◆ **AIM**
Copy out only the span from the line with "Target: rear side window" to the end of the data, both ends kept, word for word.

◆ **MATERIALS PROVIDED**

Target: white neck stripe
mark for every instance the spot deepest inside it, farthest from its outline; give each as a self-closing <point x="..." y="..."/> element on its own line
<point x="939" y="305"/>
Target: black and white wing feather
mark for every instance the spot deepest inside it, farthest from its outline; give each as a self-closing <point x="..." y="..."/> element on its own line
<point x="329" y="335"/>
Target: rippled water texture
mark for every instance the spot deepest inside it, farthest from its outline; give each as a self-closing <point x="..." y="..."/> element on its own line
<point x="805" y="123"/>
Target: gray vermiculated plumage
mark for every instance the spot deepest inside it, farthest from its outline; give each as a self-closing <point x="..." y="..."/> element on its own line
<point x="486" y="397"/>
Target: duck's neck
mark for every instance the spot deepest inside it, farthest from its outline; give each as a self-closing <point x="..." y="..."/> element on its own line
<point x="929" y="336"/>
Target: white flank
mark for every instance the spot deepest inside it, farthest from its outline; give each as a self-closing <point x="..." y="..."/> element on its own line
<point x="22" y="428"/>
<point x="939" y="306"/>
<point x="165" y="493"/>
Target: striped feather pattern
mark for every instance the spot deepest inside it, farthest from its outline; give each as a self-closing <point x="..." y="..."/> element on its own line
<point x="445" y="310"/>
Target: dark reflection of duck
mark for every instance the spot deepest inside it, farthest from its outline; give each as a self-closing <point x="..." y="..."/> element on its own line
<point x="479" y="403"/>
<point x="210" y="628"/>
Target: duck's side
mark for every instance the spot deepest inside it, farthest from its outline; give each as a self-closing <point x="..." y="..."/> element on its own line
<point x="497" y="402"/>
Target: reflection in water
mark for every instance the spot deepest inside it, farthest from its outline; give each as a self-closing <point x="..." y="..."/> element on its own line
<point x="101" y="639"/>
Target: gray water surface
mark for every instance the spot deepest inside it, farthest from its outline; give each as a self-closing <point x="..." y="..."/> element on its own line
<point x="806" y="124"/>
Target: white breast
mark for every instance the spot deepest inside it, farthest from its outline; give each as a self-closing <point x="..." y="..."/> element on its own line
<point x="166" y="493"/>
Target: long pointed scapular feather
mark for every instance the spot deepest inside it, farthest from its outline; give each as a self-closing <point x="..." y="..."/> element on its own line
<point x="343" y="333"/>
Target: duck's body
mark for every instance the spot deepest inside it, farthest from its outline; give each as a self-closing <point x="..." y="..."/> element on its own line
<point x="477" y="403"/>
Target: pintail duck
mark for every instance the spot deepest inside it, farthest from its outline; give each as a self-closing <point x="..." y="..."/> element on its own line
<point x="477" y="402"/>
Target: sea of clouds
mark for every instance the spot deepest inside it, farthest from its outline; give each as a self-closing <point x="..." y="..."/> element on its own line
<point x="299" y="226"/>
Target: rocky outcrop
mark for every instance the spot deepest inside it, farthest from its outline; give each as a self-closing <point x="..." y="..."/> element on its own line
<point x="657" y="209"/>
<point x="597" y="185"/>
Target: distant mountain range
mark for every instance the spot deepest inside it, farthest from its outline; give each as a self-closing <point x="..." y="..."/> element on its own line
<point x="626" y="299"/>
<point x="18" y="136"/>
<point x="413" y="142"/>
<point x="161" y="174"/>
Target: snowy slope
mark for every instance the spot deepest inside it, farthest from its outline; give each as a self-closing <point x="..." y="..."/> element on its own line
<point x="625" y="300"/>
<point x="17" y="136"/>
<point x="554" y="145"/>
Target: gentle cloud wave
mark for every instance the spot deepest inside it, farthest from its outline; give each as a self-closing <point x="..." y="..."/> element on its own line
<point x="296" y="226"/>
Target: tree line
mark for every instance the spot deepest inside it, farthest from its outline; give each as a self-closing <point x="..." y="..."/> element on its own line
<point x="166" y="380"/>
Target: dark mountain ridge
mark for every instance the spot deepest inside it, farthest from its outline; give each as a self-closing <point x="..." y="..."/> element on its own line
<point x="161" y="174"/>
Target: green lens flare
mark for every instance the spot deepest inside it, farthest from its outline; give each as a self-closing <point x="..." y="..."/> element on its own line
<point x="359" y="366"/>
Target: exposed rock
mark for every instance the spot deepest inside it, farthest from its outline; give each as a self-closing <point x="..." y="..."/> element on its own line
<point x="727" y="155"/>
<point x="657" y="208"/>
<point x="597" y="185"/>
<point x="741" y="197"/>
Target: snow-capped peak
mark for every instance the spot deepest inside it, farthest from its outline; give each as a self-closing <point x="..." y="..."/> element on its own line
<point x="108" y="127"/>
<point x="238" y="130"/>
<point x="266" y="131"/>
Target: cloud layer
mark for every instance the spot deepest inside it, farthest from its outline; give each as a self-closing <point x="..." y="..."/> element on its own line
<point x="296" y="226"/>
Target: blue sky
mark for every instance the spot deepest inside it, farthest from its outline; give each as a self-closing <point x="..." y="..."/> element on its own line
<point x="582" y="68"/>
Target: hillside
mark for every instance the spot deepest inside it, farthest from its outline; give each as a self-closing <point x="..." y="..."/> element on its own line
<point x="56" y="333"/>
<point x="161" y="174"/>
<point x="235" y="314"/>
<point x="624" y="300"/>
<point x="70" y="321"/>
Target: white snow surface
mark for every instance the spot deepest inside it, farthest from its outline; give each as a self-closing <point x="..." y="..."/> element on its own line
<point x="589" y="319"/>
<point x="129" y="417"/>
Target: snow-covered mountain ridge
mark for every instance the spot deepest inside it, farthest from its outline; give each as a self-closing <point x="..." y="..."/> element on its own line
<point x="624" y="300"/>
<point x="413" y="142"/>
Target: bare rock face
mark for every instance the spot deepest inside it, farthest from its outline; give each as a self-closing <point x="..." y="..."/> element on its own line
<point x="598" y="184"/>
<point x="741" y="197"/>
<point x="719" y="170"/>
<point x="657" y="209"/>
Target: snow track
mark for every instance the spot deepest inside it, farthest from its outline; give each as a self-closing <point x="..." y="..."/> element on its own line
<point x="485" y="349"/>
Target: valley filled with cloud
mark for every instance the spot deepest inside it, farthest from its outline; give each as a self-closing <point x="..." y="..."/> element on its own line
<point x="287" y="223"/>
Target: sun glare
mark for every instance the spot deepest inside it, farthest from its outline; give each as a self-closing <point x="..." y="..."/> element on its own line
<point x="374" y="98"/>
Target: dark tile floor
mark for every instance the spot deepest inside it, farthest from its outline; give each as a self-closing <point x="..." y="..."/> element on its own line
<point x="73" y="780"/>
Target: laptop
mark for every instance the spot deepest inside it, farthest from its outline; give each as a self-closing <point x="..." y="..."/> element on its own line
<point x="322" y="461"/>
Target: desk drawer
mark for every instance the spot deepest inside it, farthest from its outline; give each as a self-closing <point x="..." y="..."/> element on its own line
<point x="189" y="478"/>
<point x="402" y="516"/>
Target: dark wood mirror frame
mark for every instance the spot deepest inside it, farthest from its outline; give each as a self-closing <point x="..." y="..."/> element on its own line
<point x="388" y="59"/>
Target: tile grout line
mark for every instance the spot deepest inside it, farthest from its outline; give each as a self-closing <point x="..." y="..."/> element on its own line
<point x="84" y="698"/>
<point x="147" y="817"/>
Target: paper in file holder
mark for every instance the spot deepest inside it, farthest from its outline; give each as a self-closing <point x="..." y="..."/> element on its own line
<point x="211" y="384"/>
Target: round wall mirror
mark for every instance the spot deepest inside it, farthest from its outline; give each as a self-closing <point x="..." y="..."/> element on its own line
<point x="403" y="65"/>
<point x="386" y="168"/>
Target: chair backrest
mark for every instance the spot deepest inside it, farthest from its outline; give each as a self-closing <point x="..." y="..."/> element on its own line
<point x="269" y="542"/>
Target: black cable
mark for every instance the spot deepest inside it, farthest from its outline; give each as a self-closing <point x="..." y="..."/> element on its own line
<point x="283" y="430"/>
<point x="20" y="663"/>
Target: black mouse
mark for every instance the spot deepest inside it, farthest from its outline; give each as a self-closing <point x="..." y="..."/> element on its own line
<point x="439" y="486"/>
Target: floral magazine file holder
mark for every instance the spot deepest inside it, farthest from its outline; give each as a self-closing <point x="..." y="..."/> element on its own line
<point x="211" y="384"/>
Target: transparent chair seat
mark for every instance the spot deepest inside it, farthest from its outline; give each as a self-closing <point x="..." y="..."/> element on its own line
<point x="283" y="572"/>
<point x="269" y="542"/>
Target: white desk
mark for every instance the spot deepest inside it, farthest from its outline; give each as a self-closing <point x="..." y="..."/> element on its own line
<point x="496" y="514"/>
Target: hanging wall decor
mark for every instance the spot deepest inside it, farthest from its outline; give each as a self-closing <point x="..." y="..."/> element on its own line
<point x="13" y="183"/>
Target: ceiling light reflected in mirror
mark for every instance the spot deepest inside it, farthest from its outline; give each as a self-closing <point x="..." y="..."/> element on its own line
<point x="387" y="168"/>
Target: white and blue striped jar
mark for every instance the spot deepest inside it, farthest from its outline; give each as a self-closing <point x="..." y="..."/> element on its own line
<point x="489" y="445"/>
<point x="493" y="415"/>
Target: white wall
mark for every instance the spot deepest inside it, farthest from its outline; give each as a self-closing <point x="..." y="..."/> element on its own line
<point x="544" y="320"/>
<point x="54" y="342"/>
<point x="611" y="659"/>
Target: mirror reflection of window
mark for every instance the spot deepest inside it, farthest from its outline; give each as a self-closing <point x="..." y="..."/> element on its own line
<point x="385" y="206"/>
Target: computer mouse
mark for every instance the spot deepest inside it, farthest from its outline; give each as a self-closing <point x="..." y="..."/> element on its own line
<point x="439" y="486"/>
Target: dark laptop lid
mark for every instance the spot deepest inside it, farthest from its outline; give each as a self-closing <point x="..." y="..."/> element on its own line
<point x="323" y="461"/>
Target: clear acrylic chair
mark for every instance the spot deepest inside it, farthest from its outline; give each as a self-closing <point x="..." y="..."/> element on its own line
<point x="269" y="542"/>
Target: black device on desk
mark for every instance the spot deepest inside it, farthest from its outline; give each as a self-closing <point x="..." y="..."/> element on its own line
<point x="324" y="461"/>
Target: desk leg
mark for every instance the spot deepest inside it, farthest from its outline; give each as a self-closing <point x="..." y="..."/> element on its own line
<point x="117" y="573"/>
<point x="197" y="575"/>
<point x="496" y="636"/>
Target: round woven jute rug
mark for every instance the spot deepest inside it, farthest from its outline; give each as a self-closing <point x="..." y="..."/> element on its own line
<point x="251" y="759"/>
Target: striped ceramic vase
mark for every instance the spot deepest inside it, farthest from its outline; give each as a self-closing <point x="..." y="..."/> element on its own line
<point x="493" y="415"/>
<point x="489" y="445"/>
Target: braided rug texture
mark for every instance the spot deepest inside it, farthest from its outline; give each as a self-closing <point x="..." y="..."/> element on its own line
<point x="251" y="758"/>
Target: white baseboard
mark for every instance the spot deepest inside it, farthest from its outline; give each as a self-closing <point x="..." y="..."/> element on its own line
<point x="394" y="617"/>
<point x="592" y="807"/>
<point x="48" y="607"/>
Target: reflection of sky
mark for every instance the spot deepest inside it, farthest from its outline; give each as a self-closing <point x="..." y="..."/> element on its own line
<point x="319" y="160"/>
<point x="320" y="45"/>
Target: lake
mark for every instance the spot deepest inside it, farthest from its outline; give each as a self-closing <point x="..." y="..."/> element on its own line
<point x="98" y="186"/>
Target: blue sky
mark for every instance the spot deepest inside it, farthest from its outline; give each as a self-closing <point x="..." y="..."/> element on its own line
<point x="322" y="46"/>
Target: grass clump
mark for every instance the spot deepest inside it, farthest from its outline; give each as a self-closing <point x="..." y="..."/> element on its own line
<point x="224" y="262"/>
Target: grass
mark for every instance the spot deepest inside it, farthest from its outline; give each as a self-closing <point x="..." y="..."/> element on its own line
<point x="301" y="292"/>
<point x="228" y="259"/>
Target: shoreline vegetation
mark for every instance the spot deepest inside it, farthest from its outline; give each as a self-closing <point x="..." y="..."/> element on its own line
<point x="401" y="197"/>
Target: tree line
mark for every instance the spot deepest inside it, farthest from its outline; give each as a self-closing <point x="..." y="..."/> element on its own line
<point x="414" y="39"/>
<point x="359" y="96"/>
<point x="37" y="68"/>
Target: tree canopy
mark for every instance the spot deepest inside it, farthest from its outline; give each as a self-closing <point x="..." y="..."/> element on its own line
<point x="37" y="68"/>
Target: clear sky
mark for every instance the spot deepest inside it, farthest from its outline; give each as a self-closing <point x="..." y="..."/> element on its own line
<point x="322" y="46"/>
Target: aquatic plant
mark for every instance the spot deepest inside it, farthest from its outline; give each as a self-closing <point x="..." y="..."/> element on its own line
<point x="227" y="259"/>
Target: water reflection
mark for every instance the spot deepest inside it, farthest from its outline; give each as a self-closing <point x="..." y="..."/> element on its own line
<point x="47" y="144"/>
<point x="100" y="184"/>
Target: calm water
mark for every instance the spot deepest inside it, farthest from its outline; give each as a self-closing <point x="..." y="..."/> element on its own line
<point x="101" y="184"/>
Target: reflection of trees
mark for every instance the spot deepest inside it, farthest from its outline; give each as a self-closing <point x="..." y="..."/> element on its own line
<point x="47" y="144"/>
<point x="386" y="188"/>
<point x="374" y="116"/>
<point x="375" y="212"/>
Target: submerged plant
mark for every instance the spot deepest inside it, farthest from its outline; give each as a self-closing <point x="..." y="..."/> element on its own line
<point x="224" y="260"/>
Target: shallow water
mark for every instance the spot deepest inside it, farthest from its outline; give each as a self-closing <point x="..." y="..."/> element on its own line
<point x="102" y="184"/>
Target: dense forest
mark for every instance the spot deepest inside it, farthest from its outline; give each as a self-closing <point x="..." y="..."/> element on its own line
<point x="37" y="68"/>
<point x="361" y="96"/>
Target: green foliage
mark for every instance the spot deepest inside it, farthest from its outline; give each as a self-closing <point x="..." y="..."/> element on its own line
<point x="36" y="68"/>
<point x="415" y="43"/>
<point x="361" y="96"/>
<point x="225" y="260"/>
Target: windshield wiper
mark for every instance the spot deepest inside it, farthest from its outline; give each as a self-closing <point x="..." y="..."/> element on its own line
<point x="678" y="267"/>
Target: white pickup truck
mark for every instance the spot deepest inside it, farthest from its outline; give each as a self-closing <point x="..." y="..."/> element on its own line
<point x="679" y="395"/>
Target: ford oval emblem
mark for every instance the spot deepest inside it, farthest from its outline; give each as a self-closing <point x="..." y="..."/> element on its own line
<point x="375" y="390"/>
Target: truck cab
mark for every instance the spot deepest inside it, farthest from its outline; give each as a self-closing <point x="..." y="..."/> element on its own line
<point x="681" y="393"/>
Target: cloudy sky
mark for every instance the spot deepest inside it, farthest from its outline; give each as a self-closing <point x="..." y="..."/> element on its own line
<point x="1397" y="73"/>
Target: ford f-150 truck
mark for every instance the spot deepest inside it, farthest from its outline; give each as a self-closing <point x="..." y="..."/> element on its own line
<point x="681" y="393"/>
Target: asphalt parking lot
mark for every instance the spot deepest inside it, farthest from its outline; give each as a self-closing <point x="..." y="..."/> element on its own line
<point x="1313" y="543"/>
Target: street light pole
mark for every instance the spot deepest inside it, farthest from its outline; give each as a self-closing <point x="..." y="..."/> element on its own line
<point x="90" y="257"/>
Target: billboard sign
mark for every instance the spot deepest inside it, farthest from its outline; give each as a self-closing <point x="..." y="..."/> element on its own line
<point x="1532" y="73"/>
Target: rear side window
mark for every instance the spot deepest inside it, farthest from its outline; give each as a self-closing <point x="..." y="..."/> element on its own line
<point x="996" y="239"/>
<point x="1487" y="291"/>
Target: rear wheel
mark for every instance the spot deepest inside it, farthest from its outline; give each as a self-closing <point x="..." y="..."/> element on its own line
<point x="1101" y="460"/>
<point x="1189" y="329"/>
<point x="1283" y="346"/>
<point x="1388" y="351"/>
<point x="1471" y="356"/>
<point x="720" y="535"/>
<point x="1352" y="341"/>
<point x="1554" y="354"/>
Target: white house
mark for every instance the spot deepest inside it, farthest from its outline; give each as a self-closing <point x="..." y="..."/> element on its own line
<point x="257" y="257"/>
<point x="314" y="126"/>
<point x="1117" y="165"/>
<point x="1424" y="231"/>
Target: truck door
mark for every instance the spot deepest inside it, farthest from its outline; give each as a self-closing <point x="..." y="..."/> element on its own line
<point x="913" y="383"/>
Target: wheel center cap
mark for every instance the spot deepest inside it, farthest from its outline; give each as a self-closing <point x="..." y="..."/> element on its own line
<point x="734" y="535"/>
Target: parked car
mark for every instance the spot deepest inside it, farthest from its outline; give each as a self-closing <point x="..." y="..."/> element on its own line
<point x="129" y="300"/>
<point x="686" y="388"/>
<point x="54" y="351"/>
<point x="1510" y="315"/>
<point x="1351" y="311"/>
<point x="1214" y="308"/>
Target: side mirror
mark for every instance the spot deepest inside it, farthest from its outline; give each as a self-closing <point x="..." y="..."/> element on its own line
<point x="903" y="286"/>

◆ **SOLUTION**
Target: rear side window
mark for every instance the spot deepest inside it, farthest from its outline; give each as a self-closing <point x="..." y="..."/> element on its own line
<point x="996" y="239"/>
<point x="1487" y="291"/>
Target: rear wheel
mark for every instance the spot deepest inside it, farthest from its outline; give each as a self-closing <point x="..." y="..."/> element on its own line
<point x="1101" y="460"/>
<point x="1189" y="329"/>
<point x="1283" y="346"/>
<point x="1388" y="351"/>
<point x="1471" y="356"/>
<point x="720" y="535"/>
<point x="1352" y="341"/>
<point x="1554" y="354"/>
Target: white house
mark for every instance the spot deepest inside it, farthest from its outline; give each as a self-closing <point x="..." y="..."/> element on its own line
<point x="257" y="257"/>
<point x="314" y="126"/>
<point x="1117" y="165"/>
<point x="1424" y="231"/>
Target: truck door
mark for every instance the spot deepest inside it, farthest from its outline; give each as a self-closing <point x="..." y="..."/> element on its own line
<point x="913" y="383"/>
Target: wheel center cap
mark for every instance the spot deepest inside it, farthest from its outline; give each as a self-closing <point x="..." y="..."/> element on its own line
<point x="734" y="535"/>
Target: parked car
mark for every instance the spot deepest inside it, farthest from its outline; give each as a self-closing <point x="..." y="..."/> element on its own line
<point x="129" y="300"/>
<point x="686" y="388"/>
<point x="54" y="351"/>
<point x="1510" y="315"/>
<point x="1351" y="311"/>
<point x="1214" y="308"/>
Target: side mirror
mark for every instance the spot deepest inside it, farthest from its outline; give each as a self-closing <point x="..." y="..."/> element on its own line
<point x="903" y="286"/>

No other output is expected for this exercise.